> **所给文段**
>>>>>

准确有效地识别不良地质对隧道安全高效施工至关重要。目前隧道内不良地质识别主要依赖于地质学家的经验,容易出现误判和漏判。本研究提出了一种基于矿物异常分析的隧道内不良地质识别方法,本方法基于地质异常理论,将矿物异常作为不良地质的识别标志。本方法首先利用数据探索分析技术(EDA)计算矿物异常阈值,然后根据阈值评估矿物异常,最后根据矿物异常特征识别不良地质。其次,建立了背景样本动态扩充流程,通过调整异常阈值实现对矿物异常的动态评估。最后,本方法已在花岗岩开挖的隧道中得到验证和应用。在隧道里程142+800‒142+860 范围内,根据原岩矿物斜长石和角闪石含量的异常减少,以及蚀变矿物绿泥石、浊沸石和绿帘石含量的异常增加,成功识别出F37断层。当隧道进入不良地质影响的区域时,本研究所提出的方法可提供及时预警,并识别隧道是在逐渐接近断层还是在远离断层。此外,还讨论了本方法的适用性、准确性和进一步改进方向。本方法将隧道内识别不良地质的能力从定性提高至定量,可为隧道及其他地下工程中的不良地质识别提供参考和指导。

<<<<<

> **记录摘录**
>>>>>

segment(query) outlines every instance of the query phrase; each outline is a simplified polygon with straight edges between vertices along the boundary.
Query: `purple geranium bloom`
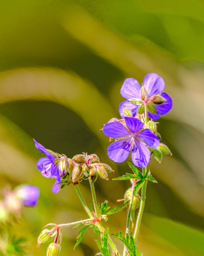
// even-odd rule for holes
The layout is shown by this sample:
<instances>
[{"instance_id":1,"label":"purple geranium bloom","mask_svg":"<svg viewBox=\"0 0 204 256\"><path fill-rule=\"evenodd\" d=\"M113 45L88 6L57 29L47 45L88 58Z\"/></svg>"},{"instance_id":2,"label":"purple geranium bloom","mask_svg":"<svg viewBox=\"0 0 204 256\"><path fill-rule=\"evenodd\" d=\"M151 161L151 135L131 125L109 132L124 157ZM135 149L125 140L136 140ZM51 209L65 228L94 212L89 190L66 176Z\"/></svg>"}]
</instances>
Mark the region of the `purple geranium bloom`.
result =
<instances>
[{"instance_id":1,"label":"purple geranium bloom","mask_svg":"<svg viewBox=\"0 0 204 256\"><path fill-rule=\"evenodd\" d=\"M40 189L35 186L23 184L15 189L16 196L26 206L36 205L40 195Z\"/></svg>"},{"instance_id":2,"label":"purple geranium bloom","mask_svg":"<svg viewBox=\"0 0 204 256\"><path fill-rule=\"evenodd\" d=\"M104 134L112 138L119 139L107 148L109 158L120 163L132 153L133 163L139 167L147 166L150 159L150 152L146 145L157 148L159 140L149 129L144 129L144 124L134 117L125 117L126 126L118 122L107 123L103 128Z\"/></svg>"},{"instance_id":3,"label":"purple geranium bloom","mask_svg":"<svg viewBox=\"0 0 204 256\"><path fill-rule=\"evenodd\" d=\"M36 148L46 155L46 156L41 157L38 160L37 162L37 168L44 176L46 178L54 178L57 180L57 183L59 183L61 180L60 173L58 165L55 163L55 161L58 159L57 157L55 157L42 145L37 142L34 139L33 140ZM57 193L59 191L60 185L58 185L59 186L57 186L55 183L52 188L53 192Z\"/></svg>"},{"instance_id":4,"label":"purple geranium bloom","mask_svg":"<svg viewBox=\"0 0 204 256\"><path fill-rule=\"evenodd\" d=\"M148 116L152 119L158 119L159 118L160 115L166 114L171 110L172 106L172 100L167 94L162 92L164 87L164 82L161 77L154 73L148 74L144 78L143 86L146 91L146 95L142 95L141 87L136 80L134 78L127 78L122 86L120 94L128 100L136 99L140 100L142 104L154 104L157 113L153 114L149 111L147 111ZM164 102L156 103L155 98L158 96L162 97ZM136 105L128 100L123 101L119 105L119 112L121 117L123 118L125 116L125 108L130 109L133 116L136 116L139 105L139 103Z\"/></svg>"}]
</instances>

<<<<<

> **任务目标**
1. 请从隧道不良地质识别文段中含有“准确有效地识别不良地质对隧道”的那几个字起笔,抄录到“不良地质识别提供参考和指导。”为止。
2. 隧道不良地质识别文段中出现了哪些矿物名称?请全部列出。

> **问题答案**
1.
准确有效地识别不良地质对隧道安全高效施工至关重要。目前隧道内不良地质识别主要依赖于地质学家的经验,容易出现误判和漏判。本研究提出了一种基于矿物异常分析的隧道内不良地质识别方法,本方法基于地质异常理论,将矿物异常作为不良地质的识别标志。本方法首先利用数据探索分析技术(EDA)计算矿物异常阈值,然后根据阈值评估矿物异常,最后根据矿物异常特征识别不良地质。其次,建立了背景样本动态扩充流程,通过调整异常阈值实现对矿物异常的动态评估。最后,本方法已在花岗岩开挖的隧道中得到验证和应用。在隧道里程142+800‒142+860 范围内,根据原岩矿物斜长石和角闪石含量的异常减少,以及蚀变矿物绿泥石、浊沸石和绿帘石含量的异常增加,成功识别出F37断层。当隧道进入不良地质影响的区域时,本研究所提出的方法可提供及时预警,并识别隧道是在逐渐接近断层还是在远离断层。此外,还讨论了本方法的适用性、准确性和进一步改进方向。本方法将隧道内识别不良地质的能力从定性提高至定量,可为隧道及其他地下工程中的不良地质识别提供参考和指导。

2. 斜长石、角闪石、绿泥石、浊沸石、绿帘石